What this exercise asks:
- a) Answer these questions using the Radio Flyer passage:
(i) How much does the red wagon on the headquarters' front lawn weigh?
(ii) What is the price of the electric scooter in the Flyer line?
(iii) What size do some project the electric scooter market will reach by 2025?
- b) Reproduce the Radio Flyer passage word for word, starting with "The Radio Flyer" and going on through "going on inside.".
[Opening Given passage section]
The Radio Flyer corporate headquarters sits on the Northwest edge of Chicago, about a half hour’s drive from downtown, as it has for the past century. Today, a 15,000-pound red wagon stands guard on the front lawn of the nine-acre lot, which is hemmed in by rows of shrubs and a black steel fence. Portions of the main building’s frosted channel-glass facade come to an angle on either side of the front entrance, resembling a giant set of cracked-open double doors — a declaration to passersby that something worth peeking at is going on inside.
It was still spring when I first spoke with the company, making it too early in the vaccination rollout to walk through the pearly threshold in person — despite it being just a few neighborhoods over from my apartment. Instead I logged onto Zoom, where I connected with Robert Pasin, Radio Flyer’s chief executive officer, and talked to him about what he and his team have been up to over there.
From the reverence with which Pasin talks about Radio Flyer’s history, you get the sense that he sees himself as the steward of the little red wagon’s legacy. That said, one of the biggest things his team is working on right now is to reinvent the brand by keeping up with recent trends in micro-mobility — a product category that has surged in popularity in recent years largely thanks to tech startups like Bird, Lime, Lyft and Uber.
Earlier this summer, Radio Flyer announced the release of its Flyer line, which includes a $600 electric scooter and two electric bike options, one model retailing for $1,700, and a cargo bike priced at $2,000 that’s beefy enough to haul a couple of kids on the back.
With its Flyer line, the company is making its first official foray into an adult-oriented category, betting that the sustainable transportation trend and the rise of electric scooters — projected by some to be a nearly $600 million market by 2025 — will continue upward as the world recovers from the pandemic.
[Closing Given passage section]
[Opening Excerpted data section]
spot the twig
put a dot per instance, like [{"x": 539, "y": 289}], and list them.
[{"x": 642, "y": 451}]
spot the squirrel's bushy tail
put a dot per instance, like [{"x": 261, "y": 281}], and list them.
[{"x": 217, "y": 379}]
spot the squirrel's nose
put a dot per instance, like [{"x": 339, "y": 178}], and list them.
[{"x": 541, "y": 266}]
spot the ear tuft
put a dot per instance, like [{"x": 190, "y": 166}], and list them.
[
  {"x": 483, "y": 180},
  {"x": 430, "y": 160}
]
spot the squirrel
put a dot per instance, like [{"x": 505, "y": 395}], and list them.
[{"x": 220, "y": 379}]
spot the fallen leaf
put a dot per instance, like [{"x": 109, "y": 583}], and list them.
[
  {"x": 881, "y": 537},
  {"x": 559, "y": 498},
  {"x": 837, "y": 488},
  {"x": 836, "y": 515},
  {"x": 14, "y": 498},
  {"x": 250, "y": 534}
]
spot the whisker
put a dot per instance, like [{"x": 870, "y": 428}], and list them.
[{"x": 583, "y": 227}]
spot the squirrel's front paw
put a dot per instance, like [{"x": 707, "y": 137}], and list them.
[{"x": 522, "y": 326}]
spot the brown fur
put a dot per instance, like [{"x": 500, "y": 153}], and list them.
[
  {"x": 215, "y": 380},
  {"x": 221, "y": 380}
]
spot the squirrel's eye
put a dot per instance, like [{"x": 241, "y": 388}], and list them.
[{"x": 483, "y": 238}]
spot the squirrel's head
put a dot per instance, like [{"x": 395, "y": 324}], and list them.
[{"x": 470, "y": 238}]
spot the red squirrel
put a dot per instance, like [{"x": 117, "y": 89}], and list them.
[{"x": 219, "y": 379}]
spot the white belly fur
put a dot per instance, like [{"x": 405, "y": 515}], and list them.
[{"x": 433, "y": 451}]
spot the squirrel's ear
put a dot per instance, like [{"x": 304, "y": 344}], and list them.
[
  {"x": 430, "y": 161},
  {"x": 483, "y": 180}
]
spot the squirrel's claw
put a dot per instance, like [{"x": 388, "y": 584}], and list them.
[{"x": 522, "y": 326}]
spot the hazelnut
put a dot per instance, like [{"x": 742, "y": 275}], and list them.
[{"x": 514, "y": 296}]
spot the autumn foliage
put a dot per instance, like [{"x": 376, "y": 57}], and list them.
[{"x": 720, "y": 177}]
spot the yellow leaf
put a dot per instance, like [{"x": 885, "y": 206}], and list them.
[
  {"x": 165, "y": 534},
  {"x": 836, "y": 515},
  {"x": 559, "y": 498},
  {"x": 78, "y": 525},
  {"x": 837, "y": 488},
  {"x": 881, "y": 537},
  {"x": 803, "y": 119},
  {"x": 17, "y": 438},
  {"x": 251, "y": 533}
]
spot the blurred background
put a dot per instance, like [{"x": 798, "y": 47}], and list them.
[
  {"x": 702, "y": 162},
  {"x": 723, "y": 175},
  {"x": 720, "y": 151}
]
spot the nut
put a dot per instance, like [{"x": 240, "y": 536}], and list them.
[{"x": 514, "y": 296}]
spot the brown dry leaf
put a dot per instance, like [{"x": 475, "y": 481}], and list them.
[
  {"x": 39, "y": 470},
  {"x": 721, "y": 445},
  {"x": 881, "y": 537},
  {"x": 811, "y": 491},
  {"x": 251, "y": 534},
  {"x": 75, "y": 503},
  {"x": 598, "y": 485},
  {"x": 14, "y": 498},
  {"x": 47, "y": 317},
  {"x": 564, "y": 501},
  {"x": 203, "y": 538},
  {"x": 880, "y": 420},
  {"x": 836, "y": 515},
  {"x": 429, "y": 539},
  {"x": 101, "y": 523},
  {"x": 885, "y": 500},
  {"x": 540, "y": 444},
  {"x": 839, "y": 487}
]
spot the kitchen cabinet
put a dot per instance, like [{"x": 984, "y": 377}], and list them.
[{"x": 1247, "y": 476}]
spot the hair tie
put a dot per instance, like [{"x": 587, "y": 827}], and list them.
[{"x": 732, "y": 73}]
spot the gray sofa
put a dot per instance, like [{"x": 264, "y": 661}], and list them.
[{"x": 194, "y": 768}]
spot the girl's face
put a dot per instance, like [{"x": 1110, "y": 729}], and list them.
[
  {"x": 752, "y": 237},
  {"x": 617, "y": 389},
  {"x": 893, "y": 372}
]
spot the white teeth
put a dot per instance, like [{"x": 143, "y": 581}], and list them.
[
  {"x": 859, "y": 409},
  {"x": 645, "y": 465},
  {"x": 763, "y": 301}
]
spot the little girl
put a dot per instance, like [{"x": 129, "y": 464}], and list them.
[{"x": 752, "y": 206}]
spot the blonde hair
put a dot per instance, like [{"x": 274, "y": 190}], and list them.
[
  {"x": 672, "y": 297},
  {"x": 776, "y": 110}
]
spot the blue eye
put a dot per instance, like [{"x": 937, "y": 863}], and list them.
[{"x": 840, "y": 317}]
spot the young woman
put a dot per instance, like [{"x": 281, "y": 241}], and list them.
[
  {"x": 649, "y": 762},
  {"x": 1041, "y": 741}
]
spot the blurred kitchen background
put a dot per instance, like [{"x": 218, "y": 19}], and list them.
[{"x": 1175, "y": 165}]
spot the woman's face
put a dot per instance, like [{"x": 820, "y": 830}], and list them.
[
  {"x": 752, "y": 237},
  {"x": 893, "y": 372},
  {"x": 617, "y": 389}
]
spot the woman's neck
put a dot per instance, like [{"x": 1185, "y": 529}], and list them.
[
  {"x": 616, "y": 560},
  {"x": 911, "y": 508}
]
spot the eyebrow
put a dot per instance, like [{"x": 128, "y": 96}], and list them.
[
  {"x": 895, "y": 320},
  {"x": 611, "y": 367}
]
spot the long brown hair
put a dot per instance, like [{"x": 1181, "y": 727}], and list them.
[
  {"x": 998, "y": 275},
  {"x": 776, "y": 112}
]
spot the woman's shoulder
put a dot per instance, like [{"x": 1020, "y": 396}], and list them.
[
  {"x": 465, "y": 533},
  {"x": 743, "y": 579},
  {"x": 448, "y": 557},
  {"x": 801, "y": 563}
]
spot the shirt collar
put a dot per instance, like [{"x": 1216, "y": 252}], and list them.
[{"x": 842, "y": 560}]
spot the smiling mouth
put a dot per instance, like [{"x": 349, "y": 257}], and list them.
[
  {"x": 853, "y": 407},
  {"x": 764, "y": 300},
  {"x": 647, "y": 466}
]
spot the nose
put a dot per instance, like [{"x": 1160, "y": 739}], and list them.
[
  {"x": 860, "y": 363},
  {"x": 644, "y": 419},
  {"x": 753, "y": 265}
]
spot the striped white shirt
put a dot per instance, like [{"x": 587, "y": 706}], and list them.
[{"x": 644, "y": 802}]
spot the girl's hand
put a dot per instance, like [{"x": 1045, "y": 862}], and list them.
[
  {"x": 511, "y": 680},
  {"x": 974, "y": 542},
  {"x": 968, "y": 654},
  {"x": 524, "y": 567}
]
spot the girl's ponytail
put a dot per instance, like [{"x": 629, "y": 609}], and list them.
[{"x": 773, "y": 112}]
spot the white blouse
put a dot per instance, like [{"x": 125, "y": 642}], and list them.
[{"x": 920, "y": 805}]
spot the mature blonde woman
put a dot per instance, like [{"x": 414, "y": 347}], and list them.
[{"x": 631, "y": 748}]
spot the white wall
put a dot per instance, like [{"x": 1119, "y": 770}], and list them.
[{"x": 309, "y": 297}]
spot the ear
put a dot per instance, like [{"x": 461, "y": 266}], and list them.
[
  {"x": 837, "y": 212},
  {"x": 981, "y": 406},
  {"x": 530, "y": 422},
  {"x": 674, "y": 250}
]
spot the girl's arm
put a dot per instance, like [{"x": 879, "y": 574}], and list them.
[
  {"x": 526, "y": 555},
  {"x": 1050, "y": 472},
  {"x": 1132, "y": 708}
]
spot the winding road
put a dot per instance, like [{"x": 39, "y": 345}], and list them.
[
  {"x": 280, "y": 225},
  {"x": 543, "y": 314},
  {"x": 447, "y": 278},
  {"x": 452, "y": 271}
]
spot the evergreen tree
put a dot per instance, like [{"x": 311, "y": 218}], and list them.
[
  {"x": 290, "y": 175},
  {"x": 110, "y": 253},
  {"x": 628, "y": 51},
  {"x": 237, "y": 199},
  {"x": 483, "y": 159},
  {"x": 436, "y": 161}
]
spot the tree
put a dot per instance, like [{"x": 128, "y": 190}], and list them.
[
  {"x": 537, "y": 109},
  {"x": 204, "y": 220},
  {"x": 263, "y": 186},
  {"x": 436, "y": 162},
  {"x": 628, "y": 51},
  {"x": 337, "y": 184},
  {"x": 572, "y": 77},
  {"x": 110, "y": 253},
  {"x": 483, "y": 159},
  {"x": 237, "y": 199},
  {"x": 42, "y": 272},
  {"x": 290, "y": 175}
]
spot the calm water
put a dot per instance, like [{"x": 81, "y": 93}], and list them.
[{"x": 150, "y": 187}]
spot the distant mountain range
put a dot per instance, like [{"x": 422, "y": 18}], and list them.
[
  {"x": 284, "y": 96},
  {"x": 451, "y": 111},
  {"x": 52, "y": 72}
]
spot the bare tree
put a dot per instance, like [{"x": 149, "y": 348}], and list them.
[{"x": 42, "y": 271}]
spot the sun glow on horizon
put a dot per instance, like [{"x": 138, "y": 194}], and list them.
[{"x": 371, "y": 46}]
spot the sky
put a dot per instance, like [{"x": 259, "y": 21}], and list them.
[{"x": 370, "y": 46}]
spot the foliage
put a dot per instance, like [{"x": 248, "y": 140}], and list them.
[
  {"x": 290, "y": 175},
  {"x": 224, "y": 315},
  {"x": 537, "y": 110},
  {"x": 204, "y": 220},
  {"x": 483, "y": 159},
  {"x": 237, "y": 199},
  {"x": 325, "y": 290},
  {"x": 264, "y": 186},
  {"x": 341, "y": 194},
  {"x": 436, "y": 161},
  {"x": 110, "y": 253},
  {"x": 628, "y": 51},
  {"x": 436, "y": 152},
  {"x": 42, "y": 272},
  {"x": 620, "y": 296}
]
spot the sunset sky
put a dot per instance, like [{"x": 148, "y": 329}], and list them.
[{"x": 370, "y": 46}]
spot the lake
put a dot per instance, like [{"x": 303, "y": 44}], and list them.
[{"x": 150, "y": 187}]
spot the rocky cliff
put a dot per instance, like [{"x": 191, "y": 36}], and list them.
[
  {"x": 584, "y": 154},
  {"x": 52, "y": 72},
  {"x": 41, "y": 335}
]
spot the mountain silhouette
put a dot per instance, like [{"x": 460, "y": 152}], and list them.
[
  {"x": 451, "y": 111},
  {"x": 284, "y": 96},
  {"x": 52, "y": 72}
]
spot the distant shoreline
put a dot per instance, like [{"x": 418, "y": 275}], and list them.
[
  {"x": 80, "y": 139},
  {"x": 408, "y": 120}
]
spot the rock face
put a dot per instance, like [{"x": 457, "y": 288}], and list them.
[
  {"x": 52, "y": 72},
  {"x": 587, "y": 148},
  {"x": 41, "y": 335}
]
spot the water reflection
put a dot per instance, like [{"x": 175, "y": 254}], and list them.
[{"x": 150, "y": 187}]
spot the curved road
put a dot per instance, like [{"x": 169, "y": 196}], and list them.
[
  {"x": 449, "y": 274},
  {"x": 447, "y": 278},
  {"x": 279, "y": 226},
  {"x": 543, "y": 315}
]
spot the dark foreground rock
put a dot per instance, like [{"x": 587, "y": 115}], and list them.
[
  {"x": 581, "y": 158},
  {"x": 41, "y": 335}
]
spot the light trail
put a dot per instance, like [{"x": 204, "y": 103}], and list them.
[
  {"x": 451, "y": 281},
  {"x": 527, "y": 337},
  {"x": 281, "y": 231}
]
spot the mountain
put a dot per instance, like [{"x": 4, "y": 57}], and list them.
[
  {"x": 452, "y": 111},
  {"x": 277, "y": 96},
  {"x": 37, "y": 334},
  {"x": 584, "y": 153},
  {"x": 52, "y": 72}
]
[Closing Excerpted data section]
Answers by item:
- a)
(i) 15,000 pounds
(ii) $600
(iii) Nearly $600 million

- b)
The Radio Flyer corporate headquarters sits on the Northwest edge of Chicago, about a half hour’s drive from downtown, as it has for the past century. Today, a 15,000-pound red wagon stands guard on the front lawn of the nine-acre lot, which is hemmed in by rows of shrubs and a black steel fence. Portions of the main building’s frosted channel-glass facade come to an angle on either side of the front entrance, resembling a giant set of cracked-open double doors — a declaration to passersby that something worth peeking at is going on inside.